## WORK TO DO
Extend the passage below on proposed noise removal methods for Audacity, picking up right after its last line.

Other methods that have been proposed
Gating according to level of noise sample
Gating each frequency band according to the level of the noise sample at that frequency.
- Bill 21Apr11: We have to be careful and precise in our wording. The above statement says to me "The signal level is compared to the level of the noise sample in each frequency band (call this the band threshold). If the signal is above the band threshold it is passed unaltered; if it is below the threshold, gating (or downward expansion) is applied." The question is, what do we mean by "signal level"? I could mean the overall signal level, or the signal level in the given frequency band. Treating Audacity Noise Removal as a black box, I am led to the conclusion that it is the former. In the one other Noise Removal effect that I have experience with, it seems to be the latter.
In spectral subtraction, the average noise spectrum is subtracted from the average signal spectrum, performed independently in the frequency bands critical to human hearing. This reduces the level of each frequency band by an amount proportional to the level of that frequency in the noise sample. This could be done more softly (power subtraction) or more strongly (magnitude subtraction).
A noise reduction effect for Audacity developed by Jérôme M. Berger uses a technique that has been borrowed from image/video processing. The patch is available here.
Jérôme describes the process as follows:
- The coring function is a soft thresholding function which gives very small gains for frequencies whose power is lower than the threshold and gives gains close to 1 for frequencies whose power is higher than the threshold.
- The idea being that frequencies whose power is higher than the threshold will be mostly signal which will mask the noise and must be kept, while the other frequencies will be mostly noise which must be removed.
- Mathematically, the coring function I used is: 1-exp(|FFT(f)|^2/s) where f is the frequency and s is a strength derived from the parameters.
The current version of this effect has a slope control for setting the "color" of the noise that is to be removed (dB per decade).
Some examples of this filter in use can be found here: Examples. ("Bruits" are the originals, "Filtre" are filtered).
A significant difference between this effect and the Audacity Noise Removal is that Noise Coring reduces hiss from within other sounds as well as during quiet sections. This makes it particularly useful for reducing noise such as tape hiss, particularly from music where the hiss is evident through the music.
The current version of this patch has a flaw that it will sometimes create small glitches in the processed audio which is possibly due to the way that the envelope changes from one window to the next. Jérôme is currently looking at adding "time smoothing code" to cure this issue.
- Gale 04Oct14:
- There is a general perception that the interface for Noise Removal should be kept as simple as possible - indeed the more tweak controls that are required, the stronger the indication that the offered Noise Removal algorithm is not yet optimal.
- There may be a case for a slide-out/dropdown "Advanced" interface where more controls could be provided, for example for choice of algorithm.
- Some feel that the effect is misnamed, the argument being that "Removal" wrongly implies that perfect removal without artifacts is always possible, therefore the name should be "Noise Reduction". My view is that a rename to "Reduction" fits poorly with the current interface and suggests a tacit admission that the effect is not as good as it should be. There is some consensus for renaming after a substantial update to the effect.
(originally by James 11Nov14:)

## INFORMATION PROVIDED
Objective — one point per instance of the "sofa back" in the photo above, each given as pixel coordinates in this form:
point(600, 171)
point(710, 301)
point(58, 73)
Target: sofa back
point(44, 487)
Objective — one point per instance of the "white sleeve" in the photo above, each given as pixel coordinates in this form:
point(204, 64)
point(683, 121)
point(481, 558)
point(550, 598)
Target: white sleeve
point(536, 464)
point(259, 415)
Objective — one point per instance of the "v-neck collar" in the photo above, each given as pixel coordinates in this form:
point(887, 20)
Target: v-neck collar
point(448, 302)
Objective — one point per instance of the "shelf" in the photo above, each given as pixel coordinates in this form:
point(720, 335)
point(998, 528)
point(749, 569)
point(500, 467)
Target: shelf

## RESULT OF THIS EXERCISE
Noise Removal IS a form of Source Separation. We need a model for what noise is AND a model for what signal is. In our current noise removal, our model for noise is mean and variance of audio power gathered for each frequency bin. This works well for constant white / pink / brown noise and for mains hum and similar frequency based noise. In our noise model, for this effect, we are not currently catering for episodic noise such as clicks or coughs. Meanwhile our model for signal is anything that is significantly louder than noise level in its frequency band. The model for signal additionally has a temporal aspect, that allows for an attack time and a release time.
With the new residue feature, we can split the recording into a signal and a residue. The signal isn't quite what you'd get if you apply the model strictly. We rely on perceptual masking. So we allow some noise 'under' the signal that, if being strict, we would remove, rather as in mp3 encoding. Viewed in this light, Noise Reduction is a two step process. The idea of splitting a complex action into two parts for better control is one that recurs. In noise removal the first step, conceptually, is a true source separation into 'signal' and 'noise' tracks. The second step is a new 'effect' that combines two tracks, moving some audio from the second track to the first, when it would be perceptually masked. The amount of audio to move is related to the strength of the noise removal. If all audio on the second track is moved, then we have removed nothing. If none, we have removed as much as we can, but may have caused artifacts where the source separation was imperfect.
And why bother with the philosophical viewpoint? The reason is that potentially source separation code could lead to powerful noise removal effects. We could have different prior models for voice-signal to musical-signal. Potentially it could lead to noise removal effects that can remove coughs from a piano concerto. Your noise removal dialog would essentially consist of choosing what kind of signal you have, what kind of noise you have, and the strength of the noise reduction.
Summary of Current State
So far there has been significant improvement by the introduction of the Sensitivity Slider, and fixing the attack/decay times slider.
It has been observed that increasing the FFT size produces improved noise removal with less damage caused to the remaining audio.
Sine wave in 400 Hz with background white noise
How to generate it:
- Generate 30 seconds of white noise, amplitude 0.1
- Into a second track, generate 10 seconds sine wave, 100 Hz, 0.8 amplitude, starting at about 5.0 seconds along the time line.
- Select both tracks then Mix and Render.
Result: Sample 1
Proposed Patches and Modifications
Edgar, 3 October 2014 - I propose that the current Noise Removal code be left exactly as is for now and that an entirely new effect be created.
- Edgar 10Nov14 : This proposal has been committed today (reusing and extending the current interface).
Patch to add spectral subtraction slider to audacity 2.0.5 source release: Spectral subtraction slider patch.
Spectral subtraction with aggressiveness setting
Patch to add spectral subtraction slider with aggressiveness setting to audacity 2.0.6 source release: Spectral subtraction slider patch. Setting the aggressiveness slider to 0 will make the noise removal effect behave as a Power Spectral subtracting algorithm, setting it to 0.5 will make it behave as a Magnitude Spectral subtracting algorithm and setting it to 1.0 will make it behave as something that is even more aggressive than magnitude spectral subtraction.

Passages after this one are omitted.